:: Problem requirements ::
Recast the items below as a two-column CSV with the headers text and answer. Give one row per item, putting its wording and its points each in a single quoted field with line breaks replaced by spaces.

:: Source data ::
┌──
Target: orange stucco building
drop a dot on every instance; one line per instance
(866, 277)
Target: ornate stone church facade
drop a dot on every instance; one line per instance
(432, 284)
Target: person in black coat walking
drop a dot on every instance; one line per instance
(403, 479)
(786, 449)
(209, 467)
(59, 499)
└──
:: Expected answer ::
text,answer
"Target: orange stucco building drop a dot on every instance; one line per instance","(866, 277)"
"Target: ornate stone church facade drop a dot on every instance; one line per instance","(432, 284)"
"Target: person in black coat walking drop a dot on every instance; one line per instance","(403, 479) (786, 449) (209, 467) (59, 499)"